SELECTED PASSAGE:
>>>
Now, there are numerous other avenues one could go down when devising an approach to risk management, but I believe this approach will suffice for most. The issue is that stop-losses can and must (in my opinion) be linked to the risk versus reward of the trade. So let’s discuss the final aspect of risk for this post: returns.

The goal in investing is asymmetry – Howard Marks

Asymmetrical opportunities are the real secret to profitable speculation and proper risk management. Finding opportunities that present returns many multiples greater than the potential risk is what is so special about this space – they are ubiquitous.

Reward is almost always predicated on the price paid for the position, which is why buying low is so important. It allows for the low-risk (here meaning minimal amount of capital loss), high-reward opportunities. The most important thing to take away about risk versus reward is to exclusively go after opportunities that offer at least twice the reward against the risk. So, if, after calculating your capital exposure and your stop-loss, you have a maximum capital loss of 2.5% of the value of your portfolio (as in the earlier example), then your opportunity must present a reward equating to 5%. This is why the fixed-risk approach is suitable for the smaller altcoins; the potential rewards are so large that the trades are often asymmetrical in our favour despite the potential loss of the entire position.
<<<
WHAT TO PRODUCE:
Condense the paragraph beginning "Reward is almost always predicated" from the passage on risk versus reward into a bulleted list that keeps its main facts.

INFORMATION SHOWN:
>>>
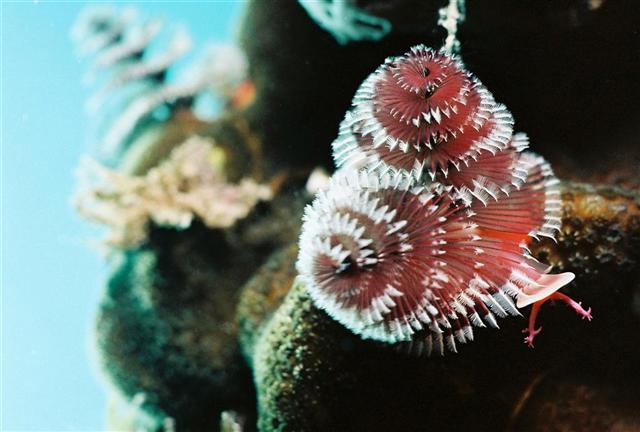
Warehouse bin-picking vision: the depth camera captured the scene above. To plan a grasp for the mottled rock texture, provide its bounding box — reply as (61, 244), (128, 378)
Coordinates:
(238, 183), (640, 431)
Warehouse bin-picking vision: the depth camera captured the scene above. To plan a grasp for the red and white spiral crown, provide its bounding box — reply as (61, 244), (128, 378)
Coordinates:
(297, 164), (573, 352)
(297, 46), (591, 353)
(333, 45), (513, 179)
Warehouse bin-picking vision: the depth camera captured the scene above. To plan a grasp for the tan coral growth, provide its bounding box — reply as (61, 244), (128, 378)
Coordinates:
(75, 136), (272, 248)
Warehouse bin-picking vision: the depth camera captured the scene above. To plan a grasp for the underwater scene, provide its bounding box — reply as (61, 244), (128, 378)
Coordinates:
(1, 0), (640, 432)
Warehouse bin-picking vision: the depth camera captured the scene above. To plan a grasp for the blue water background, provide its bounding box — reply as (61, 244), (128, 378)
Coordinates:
(0, 1), (243, 431)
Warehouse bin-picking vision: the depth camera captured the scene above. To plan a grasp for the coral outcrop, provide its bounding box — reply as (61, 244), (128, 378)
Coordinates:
(78, 0), (640, 432)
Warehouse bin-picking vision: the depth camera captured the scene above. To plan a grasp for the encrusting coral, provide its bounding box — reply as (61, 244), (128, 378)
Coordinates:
(76, 137), (272, 247)
(71, 0), (640, 431)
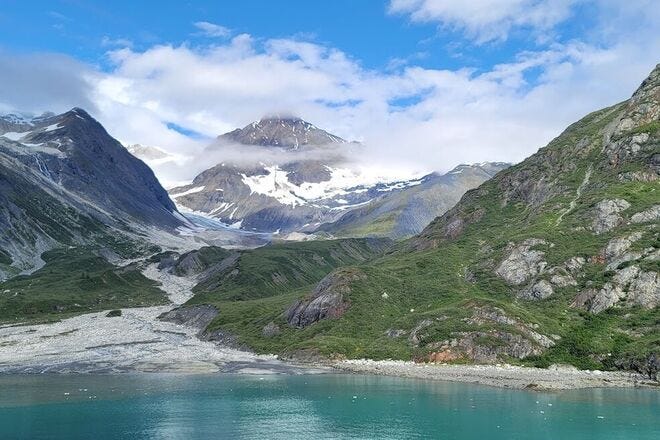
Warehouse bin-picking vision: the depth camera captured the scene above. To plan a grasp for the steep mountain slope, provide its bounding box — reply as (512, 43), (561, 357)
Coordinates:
(170, 118), (505, 238)
(318, 162), (510, 238)
(0, 108), (184, 279)
(182, 65), (660, 373)
(170, 118), (428, 232)
(218, 115), (346, 150)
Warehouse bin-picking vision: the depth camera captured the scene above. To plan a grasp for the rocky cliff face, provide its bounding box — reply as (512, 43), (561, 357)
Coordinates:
(195, 65), (660, 374)
(0, 108), (182, 276)
(170, 118), (462, 235)
(318, 162), (510, 238)
(218, 115), (346, 150)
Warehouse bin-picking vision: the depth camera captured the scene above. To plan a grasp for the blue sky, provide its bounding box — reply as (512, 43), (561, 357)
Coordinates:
(0, 0), (594, 76)
(0, 0), (660, 186)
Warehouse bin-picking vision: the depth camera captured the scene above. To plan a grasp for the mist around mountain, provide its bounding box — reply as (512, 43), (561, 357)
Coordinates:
(170, 116), (505, 238)
(164, 65), (660, 377)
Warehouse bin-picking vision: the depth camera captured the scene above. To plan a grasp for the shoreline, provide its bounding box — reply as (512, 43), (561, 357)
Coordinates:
(331, 359), (660, 391)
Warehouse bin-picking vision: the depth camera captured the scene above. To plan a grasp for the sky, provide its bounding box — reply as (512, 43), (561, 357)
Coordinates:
(0, 0), (660, 186)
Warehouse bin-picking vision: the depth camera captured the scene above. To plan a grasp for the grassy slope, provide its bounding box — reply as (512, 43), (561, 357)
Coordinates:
(188, 98), (660, 368)
(0, 248), (167, 322)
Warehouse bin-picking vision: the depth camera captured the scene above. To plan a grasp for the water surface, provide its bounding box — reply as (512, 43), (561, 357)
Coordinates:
(0, 374), (660, 440)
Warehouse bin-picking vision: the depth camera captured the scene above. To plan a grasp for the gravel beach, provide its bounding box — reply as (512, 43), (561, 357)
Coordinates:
(333, 359), (660, 390)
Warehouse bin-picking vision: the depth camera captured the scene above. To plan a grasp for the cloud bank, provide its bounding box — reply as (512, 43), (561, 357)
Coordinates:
(0, 0), (660, 186)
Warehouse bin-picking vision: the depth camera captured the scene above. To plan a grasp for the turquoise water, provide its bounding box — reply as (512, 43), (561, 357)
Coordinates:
(0, 374), (660, 440)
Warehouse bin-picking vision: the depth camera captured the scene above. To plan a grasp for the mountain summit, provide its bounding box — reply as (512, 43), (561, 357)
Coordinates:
(218, 116), (346, 150)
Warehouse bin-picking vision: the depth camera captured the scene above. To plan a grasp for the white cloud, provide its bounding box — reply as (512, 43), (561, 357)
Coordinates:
(0, 0), (660, 186)
(194, 21), (231, 38)
(389, 0), (580, 43)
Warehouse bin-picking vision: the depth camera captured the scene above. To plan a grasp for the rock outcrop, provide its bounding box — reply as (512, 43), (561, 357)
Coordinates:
(285, 268), (366, 328)
(495, 238), (547, 286)
(158, 304), (218, 331)
(591, 199), (630, 234)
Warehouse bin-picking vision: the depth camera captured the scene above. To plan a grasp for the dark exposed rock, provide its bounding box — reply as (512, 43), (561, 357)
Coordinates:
(385, 328), (408, 339)
(518, 280), (554, 300)
(261, 321), (282, 338)
(429, 330), (545, 363)
(591, 199), (630, 234)
(158, 304), (218, 330)
(495, 238), (547, 286)
(285, 268), (366, 328)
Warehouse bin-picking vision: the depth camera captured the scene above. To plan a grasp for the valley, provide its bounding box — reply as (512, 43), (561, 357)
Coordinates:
(0, 67), (660, 382)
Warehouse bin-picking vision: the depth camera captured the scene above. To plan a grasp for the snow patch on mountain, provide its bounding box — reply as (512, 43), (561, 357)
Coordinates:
(242, 165), (422, 207)
(170, 186), (206, 199)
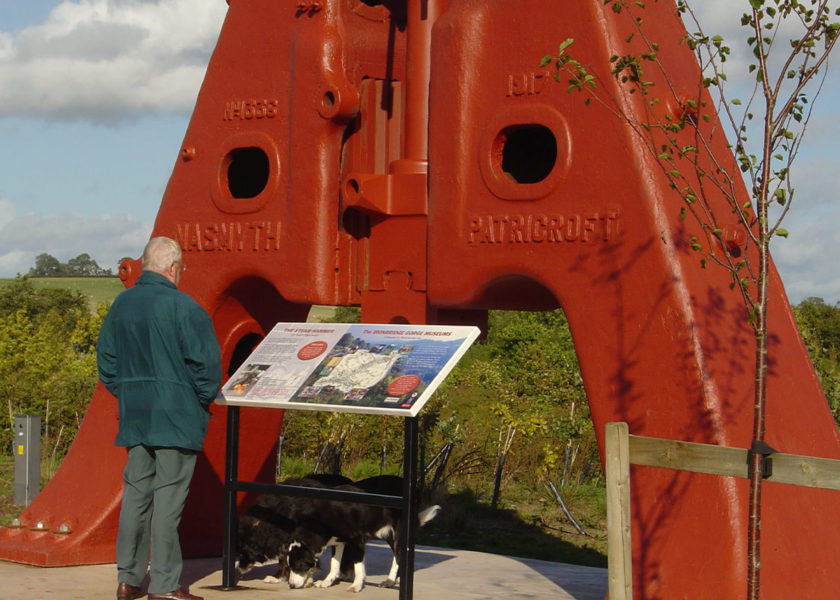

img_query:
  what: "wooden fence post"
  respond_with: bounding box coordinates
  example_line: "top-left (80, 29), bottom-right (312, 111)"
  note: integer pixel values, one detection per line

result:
top-left (604, 423), bottom-right (633, 600)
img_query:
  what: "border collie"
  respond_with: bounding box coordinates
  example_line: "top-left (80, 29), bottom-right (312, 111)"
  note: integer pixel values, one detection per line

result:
top-left (236, 474), bottom-right (351, 583)
top-left (287, 475), bottom-right (440, 592)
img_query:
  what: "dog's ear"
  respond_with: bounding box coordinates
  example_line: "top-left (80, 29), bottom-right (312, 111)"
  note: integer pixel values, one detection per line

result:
top-left (417, 504), bottom-right (440, 527)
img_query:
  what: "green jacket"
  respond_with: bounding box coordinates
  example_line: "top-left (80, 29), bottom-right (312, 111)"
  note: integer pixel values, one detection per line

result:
top-left (96, 271), bottom-right (222, 450)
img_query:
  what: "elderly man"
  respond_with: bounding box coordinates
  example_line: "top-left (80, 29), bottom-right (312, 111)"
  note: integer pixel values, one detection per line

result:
top-left (97, 237), bottom-right (221, 600)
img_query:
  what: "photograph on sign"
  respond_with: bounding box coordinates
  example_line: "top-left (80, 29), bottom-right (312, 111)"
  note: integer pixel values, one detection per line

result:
<<<
THE SOLUTION:
- Reward depends mostly on the price paid for a position, so buying low matters: it creates low-risk (minimal capital loss), high-reward opportunities.
- Only pursue opportunities offering at least twice the reward relative to the risk.
- Example: if the stop-loss and capital exposure give a maximum loss of 2.5% of the portfolio, the opportunity must offer a 5% reward.
- The fixed-risk approach suits smaller altcoins because their potential rewards are so large that trades are often asymmetrical in the trader's favor, even if the whole position could be lost.